Stored data

■ ■ ■ ■ ■ ■ ■

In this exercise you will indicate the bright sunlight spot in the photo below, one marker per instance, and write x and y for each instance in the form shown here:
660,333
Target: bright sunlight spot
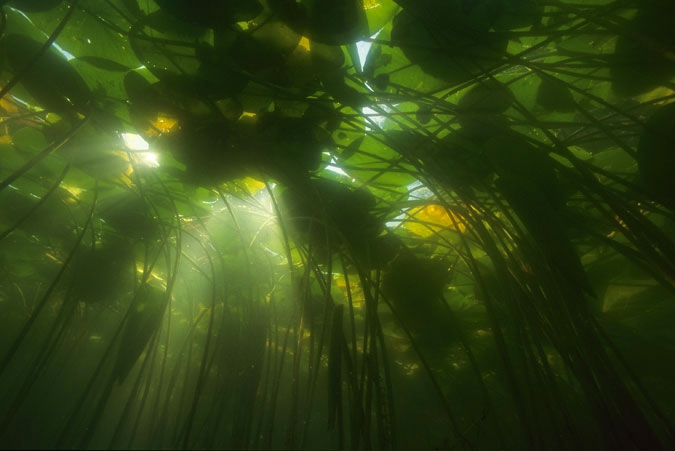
136,143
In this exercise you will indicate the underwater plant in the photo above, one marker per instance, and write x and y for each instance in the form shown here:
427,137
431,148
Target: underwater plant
321,224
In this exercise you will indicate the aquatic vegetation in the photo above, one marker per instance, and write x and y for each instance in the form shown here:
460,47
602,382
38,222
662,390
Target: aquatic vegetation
318,224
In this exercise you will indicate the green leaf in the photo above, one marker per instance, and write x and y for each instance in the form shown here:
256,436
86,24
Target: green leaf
552,94
104,63
656,154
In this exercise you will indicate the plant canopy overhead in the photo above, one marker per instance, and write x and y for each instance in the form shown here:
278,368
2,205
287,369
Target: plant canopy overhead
351,224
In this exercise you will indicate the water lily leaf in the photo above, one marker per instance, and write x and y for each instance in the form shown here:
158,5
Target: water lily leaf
640,62
35,5
554,95
656,155
104,63
454,54
212,14
61,92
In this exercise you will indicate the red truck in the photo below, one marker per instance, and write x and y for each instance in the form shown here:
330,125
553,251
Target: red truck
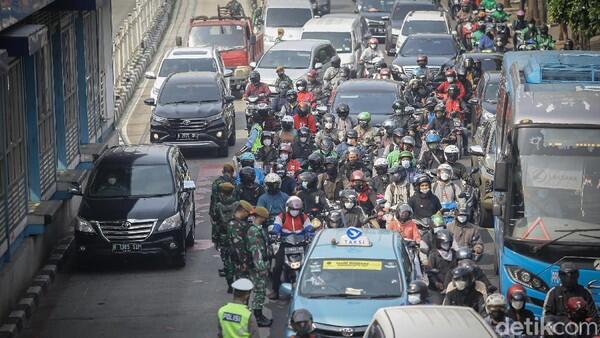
235,39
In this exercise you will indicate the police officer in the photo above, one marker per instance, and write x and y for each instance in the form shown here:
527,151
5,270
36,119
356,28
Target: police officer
235,319
256,249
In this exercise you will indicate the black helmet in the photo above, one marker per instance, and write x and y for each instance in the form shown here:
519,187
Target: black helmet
342,110
336,61
247,175
254,77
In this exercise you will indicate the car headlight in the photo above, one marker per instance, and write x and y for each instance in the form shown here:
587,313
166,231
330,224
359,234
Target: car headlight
83,225
526,278
170,223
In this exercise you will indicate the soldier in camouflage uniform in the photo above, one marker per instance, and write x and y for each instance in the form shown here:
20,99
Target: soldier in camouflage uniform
224,209
256,249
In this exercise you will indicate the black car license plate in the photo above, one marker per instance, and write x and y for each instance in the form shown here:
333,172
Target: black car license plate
126,247
188,136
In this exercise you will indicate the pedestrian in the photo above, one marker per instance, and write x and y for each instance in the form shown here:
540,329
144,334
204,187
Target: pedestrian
256,249
235,320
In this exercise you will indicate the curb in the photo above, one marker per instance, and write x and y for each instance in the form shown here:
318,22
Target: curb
39,285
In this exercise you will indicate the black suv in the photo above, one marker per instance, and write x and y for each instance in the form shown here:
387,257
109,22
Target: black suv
138,200
194,109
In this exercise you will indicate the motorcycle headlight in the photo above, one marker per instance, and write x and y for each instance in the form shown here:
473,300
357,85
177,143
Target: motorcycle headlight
170,223
83,225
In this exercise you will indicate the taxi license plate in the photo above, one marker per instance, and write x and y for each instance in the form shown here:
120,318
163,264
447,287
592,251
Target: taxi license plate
188,136
126,247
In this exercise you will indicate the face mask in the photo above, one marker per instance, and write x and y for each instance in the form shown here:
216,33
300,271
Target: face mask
414,299
460,284
517,304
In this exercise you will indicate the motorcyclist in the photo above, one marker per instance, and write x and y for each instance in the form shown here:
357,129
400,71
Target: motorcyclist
313,199
248,190
444,188
274,199
417,293
399,190
344,121
544,41
353,214
257,88
450,79
330,182
367,198
302,147
404,224
442,260
328,130
303,118
424,203
380,181
433,156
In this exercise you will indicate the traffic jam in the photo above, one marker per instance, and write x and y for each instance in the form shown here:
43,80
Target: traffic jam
411,168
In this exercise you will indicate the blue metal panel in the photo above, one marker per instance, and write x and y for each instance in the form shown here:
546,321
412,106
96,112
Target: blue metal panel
59,108
33,162
82,91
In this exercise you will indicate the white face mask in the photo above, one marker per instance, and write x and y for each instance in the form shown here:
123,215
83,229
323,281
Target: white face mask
517,304
460,284
414,299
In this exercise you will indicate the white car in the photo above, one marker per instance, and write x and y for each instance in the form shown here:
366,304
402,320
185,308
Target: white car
422,22
290,15
187,59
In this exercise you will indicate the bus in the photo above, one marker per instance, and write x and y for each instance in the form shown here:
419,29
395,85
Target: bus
546,198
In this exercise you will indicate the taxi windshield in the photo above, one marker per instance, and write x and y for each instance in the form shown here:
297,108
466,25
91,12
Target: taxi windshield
347,278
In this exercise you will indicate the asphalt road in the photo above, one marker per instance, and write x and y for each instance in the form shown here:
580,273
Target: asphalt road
144,297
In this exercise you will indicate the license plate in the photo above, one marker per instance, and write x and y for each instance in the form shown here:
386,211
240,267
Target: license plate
126,247
188,136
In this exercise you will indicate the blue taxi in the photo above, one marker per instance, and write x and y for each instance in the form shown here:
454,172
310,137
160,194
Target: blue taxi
348,274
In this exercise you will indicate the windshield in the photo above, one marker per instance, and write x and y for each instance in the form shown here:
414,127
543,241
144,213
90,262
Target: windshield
287,17
188,93
170,66
341,41
230,36
413,27
376,103
557,185
292,59
428,46
339,278
121,181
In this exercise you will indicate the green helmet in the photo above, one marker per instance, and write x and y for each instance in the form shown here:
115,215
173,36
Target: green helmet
364,116
406,153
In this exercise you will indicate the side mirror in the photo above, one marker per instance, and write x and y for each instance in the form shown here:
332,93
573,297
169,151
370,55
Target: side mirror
150,75
476,150
189,186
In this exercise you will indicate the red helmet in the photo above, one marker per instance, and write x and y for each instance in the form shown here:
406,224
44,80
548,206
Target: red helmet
357,175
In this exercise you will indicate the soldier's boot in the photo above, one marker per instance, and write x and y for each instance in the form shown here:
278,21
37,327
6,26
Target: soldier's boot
261,320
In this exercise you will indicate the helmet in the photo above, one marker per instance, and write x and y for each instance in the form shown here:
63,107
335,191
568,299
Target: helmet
342,109
294,203
254,77
495,301
287,122
247,175
273,183
301,322
417,292
336,61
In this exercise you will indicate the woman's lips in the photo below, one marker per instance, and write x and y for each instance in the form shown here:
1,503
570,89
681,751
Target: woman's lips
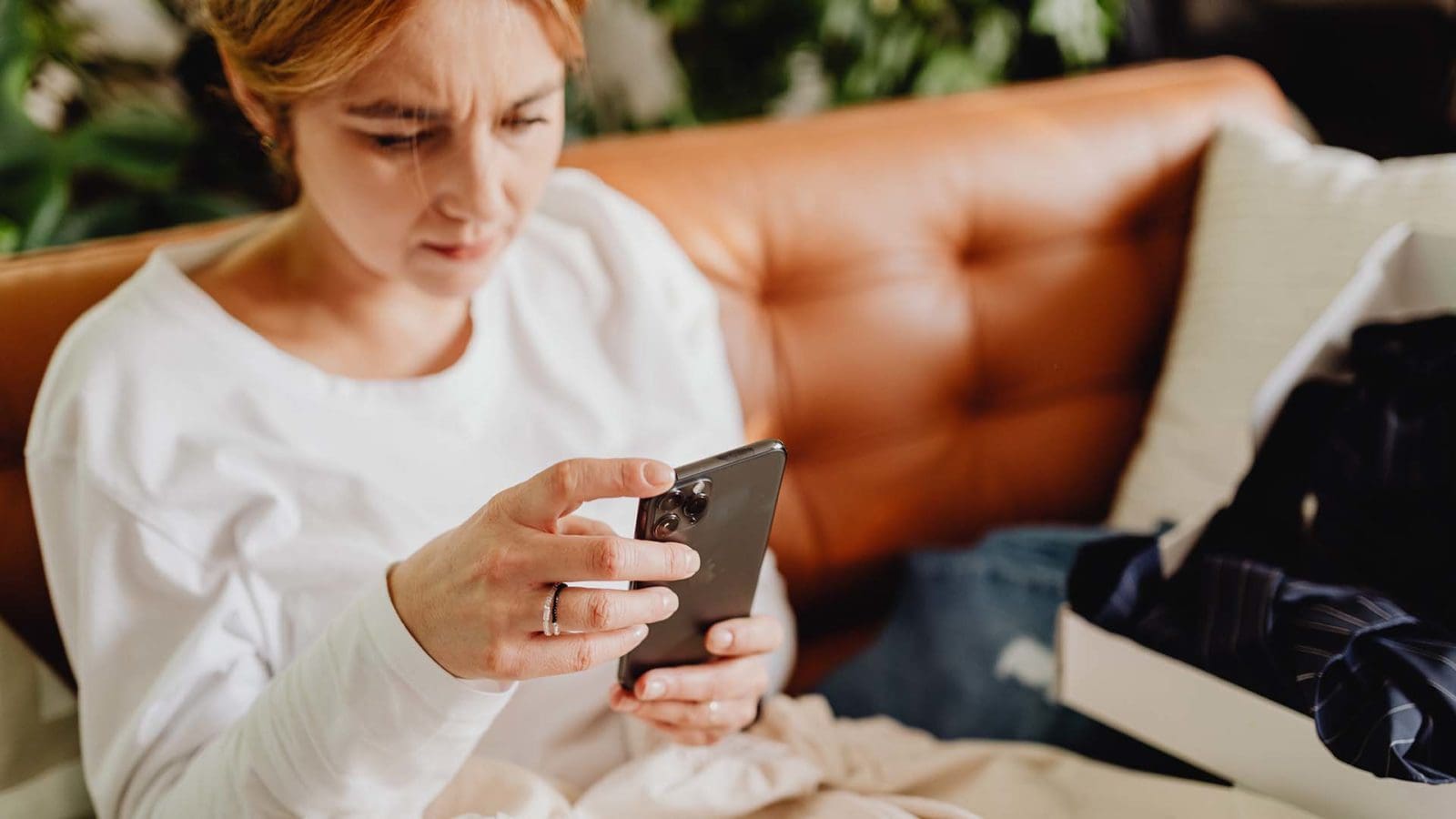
463,252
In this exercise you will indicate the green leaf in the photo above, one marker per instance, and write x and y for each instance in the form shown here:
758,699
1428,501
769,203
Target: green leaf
133,213
48,197
951,70
9,235
135,145
1081,28
996,34
844,19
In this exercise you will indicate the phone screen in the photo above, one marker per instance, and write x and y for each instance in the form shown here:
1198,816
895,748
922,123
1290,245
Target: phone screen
721,506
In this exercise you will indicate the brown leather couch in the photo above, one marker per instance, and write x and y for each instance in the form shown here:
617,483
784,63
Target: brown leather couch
953,312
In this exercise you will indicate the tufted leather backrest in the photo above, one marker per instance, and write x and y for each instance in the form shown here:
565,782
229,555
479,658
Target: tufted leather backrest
950,309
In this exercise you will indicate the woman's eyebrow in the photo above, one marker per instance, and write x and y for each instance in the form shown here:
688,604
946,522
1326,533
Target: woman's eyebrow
546,89
390,109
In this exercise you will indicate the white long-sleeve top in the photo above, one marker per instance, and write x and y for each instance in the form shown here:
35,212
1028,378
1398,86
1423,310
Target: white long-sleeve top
216,519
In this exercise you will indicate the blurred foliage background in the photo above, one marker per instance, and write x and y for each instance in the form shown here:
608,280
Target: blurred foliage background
96,145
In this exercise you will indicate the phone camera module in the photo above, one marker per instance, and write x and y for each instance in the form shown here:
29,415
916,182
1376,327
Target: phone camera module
666,526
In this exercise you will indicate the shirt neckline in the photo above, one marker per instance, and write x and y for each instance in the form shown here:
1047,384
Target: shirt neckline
171,264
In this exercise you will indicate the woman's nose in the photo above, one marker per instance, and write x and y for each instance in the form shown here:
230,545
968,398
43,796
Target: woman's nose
472,184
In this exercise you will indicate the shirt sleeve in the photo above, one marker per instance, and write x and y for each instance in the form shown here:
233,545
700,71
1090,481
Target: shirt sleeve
179,710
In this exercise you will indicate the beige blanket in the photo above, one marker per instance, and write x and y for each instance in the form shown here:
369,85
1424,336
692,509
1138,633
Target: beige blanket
803,761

■ ■ ■ ■ ■ ■ ■

EXERCISE DETAILS
Transcribe exactly the line containing "In this exercise you will indicate the tufted" and all remaining lines of the material, ending with the last one.

WRITTEN RESPONSE
In this exercise you will indicate the tufted leather backrest in the photo above, one marker per instance, and write x and y for each instance in the form shown here:
565,782
229,555
479,658
Target: tufted leather backrest
950,309
In this exercise you will indicate the woman's eyebrow in the photo above, one marker per instance, and write x and y for each instance in the form shown here:
688,604
946,522
1326,533
Target: woman's eyebrow
546,89
390,109
In this exercise you will indicate the white long-sleeve top in the photo above, one marker per instance, and write x and y for each instance in the form shown here:
35,212
1028,378
1398,86
1423,310
Target: white long-sleeve top
216,519
In this exercise you will indicate the blurred foliage background in the photo above, one marker per instance, and write x and y for each instance in the form shown here:
608,280
Target: blurred foliage background
96,145
In this exercise you will indicate the phone camera module in the photo above, one marker per instance, and write x and y for each instance in the form shown here:
29,415
916,182
1376,327
Target: phone camera module
666,526
In this exercise you will indicate the shirt neckline in the photo above, one marker per instance, and write x and y for each instance in the form shown here:
1047,384
Target: shirt neckline
171,264
In this exercise you will indicate the woman's nose in the photo above, one marker per instance, and write x and y for each instance in the form shown here:
230,545
968,398
43,796
Target: woman's nose
472,184
In this exercise you will indicate the shirt sleeve in the photo above, one marker per instance, and write x and y for each instance in the form shown here:
233,545
700,71
1090,481
Target: shirt sleeve
179,710
In this exercise you will indicate the beige blanket in the photo above, one marker per instance, and write x and y for each instance in the form shown here:
369,85
1424,336
692,509
1138,633
Target: beige blanket
803,761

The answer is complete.